_WORK ORDER_: Each image should be skipped while the records are restated word for word.

_SUPPLIED DATA_:
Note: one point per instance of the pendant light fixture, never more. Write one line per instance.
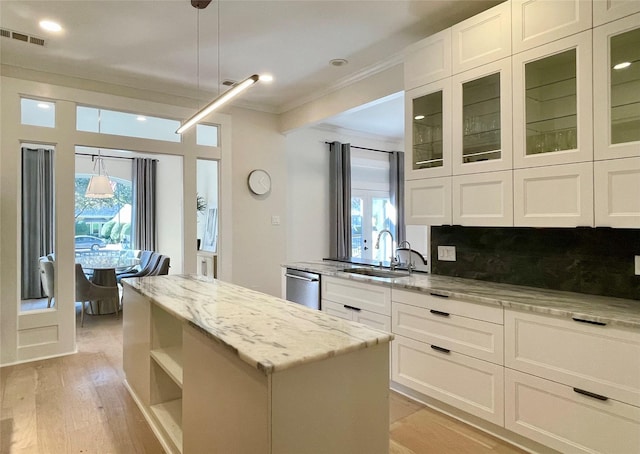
(99, 185)
(221, 98)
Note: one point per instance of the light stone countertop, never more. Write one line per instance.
(602, 309)
(266, 332)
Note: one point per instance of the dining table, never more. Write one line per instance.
(103, 267)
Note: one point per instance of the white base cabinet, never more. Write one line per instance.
(565, 419)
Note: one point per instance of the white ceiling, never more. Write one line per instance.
(169, 46)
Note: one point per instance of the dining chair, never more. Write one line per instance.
(151, 264)
(162, 268)
(47, 278)
(88, 291)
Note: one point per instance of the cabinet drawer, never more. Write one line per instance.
(471, 337)
(493, 314)
(370, 297)
(601, 359)
(559, 417)
(470, 384)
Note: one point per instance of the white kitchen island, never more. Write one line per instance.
(215, 367)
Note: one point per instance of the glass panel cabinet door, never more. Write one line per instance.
(553, 115)
(481, 108)
(428, 130)
(551, 103)
(617, 81)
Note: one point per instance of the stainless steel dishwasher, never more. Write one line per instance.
(303, 288)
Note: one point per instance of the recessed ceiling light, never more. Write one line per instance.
(50, 26)
(338, 62)
(622, 65)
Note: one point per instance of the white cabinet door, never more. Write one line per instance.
(537, 22)
(428, 60)
(428, 130)
(483, 199)
(601, 359)
(617, 101)
(482, 119)
(555, 196)
(567, 419)
(428, 201)
(552, 103)
(470, 384)
(617, 193)
(481, 39)
(610, 10)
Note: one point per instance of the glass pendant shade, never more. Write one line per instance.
(99, 185)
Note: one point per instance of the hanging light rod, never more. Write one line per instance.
(219, 101)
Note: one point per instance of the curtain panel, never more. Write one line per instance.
(38, 217)
(340, 200)
(144, 223)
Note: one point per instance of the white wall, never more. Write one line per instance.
(259, 247)
(308, 181)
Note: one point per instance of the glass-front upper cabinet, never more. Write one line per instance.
(617, 83)
(428, 130)
(552, 116)
(482, 119)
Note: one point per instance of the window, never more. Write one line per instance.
(37, 112)
(371, 209)
(103, 121)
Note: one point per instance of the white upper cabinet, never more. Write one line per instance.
(481, 39)
(481, 119)
(609, 10)
(428, 130)
(428, 60)
(554, 196)
(616, 81)
(538, 22)
(617, 192)
(552, 103)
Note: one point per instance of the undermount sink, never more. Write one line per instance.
(376, 272)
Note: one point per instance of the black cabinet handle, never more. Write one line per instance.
(590, 394)
(442, 314)
(591, 322)
(439, 295)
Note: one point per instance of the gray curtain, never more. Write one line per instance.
(396, 190)
(144, 224)
(38, 217)
(340, 200)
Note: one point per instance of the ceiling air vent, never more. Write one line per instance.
(21, 37)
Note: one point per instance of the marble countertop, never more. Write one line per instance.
(266, 332)
(603, 309)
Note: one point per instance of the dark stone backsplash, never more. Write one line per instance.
(598, 261)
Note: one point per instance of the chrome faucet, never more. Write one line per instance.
(393, 261)
(410, 266)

_OUTPUT BELOW_:
Note: one point per instance of the pendant light fixture, never more. Write one line per instance.
(99, 185)
(221, 98)
Note: one point per instance of the light stone countertop, never more. Write one line per instance.
(602, 309)
(266, 332)
Note: one point per instance of the dining table, never more. Write one line per instance.
(103, 267)
Note: one point per instance of the white base cabinet, never more. Write one line per instance.
(565, 419)
Note: one point per instance of the white ceiling, never more. Write one line per instance.
(169, 46)
Note: one point per instance of the dining chair, never more. Write one line per instance.
(151, 264)
(162, 268)
(47, 278)
(88, 291)
Note: one point per instance of the cabinet drawer, never more. Write one line per instance.
(471, 337)
(493, 314)
(370, 297)
(601, 359)
(559, 417)
(470, 384)
Note: one point per instance of the white kitchen island, never more. Write one line per instance.
(215, 367)
Note: one point per instance of the glass panel cabinet door, never more. Write one line per instance.
(553, 115)
(481, 108)
(428, 130)
(551, 103)
(617, 81)
Note: one point per instance of the stainless steel dishwasher, never more. Write one line per instance.
(303, 288)
Note: one point per instance of the recessed ceiling light, never more. Write one line per instance.
(50, 26)
(338, 62)
(622, 65)
Note: one point per instance of the white cabinet door, never more. Write one line per instance.
(537, 22)
(428, 60)
(428, 130)
(483, 199)
(601, 359)
(617, 101)
(482, 119)
(555, 196)
(567, 419)
(428, 201)
(552, 103)
(470, 384)
(617, 193)
(481, 39)
(610, 10)
Note: one point per instance of the glass pendant shade, never more. Write one line per instance.
(99, 185)
Note: one point per instance of the hanging light rod, never more. Write one line per instance.
(219, 101)
Note: one point per instance of the curtain panel, never more. Write one line per instance.
(38, 217)
(340, 200)
(144, 223)
Note: one point per instance of the white wall, never more. Write one line per instance.
(259, 247)
(308, 181)
Note: one point per instance of the glass-front upper cabinet, never more. Write one line per instance.
(617, 83)
(428, 130)
(552, 116)
(482, 119)
Note: one point per instance of the window, never more. Write one line per instance.
(37, 112)
(371, 209)
(103, 121)
Note: one point per instance of the white upper cabinet, never more. Write one line per instance.
(481, 39)
(481, 119)
(609, 10)
(428, 130)
(428, 60)
(554, 196)
(616, 81)
(538, 22)
(617, 192)
(552, 103)
Note: one point per instance of the undermount sink, never more. Write one line per instance.
(376, 272)
Note: one point per instance of the black cabinet handle, never more. Write one line per instance.
(590, 394)
(442, 314)
(591, 322)
(439, 295)
Note: one point per instance of the gray curtain, never more. Write one line per instance.
(396, 190)
(144, 224)
(38, 217)
(340, 200)
Note: one point per instance of the ceiling air vent, never more. Write one line per instance.
(21, 37)
Note: one point per instance of the marble countertop, never more. Write one line per instance.
(266, 332)
(603, 309)
Note: one point per instance of the dark stone backsplash, never more. Write one line per instance.
(598, 261)
Note: one point per instance of the chrome faucet, never more. Write one line per instance.
(393, 261)
(410, 266)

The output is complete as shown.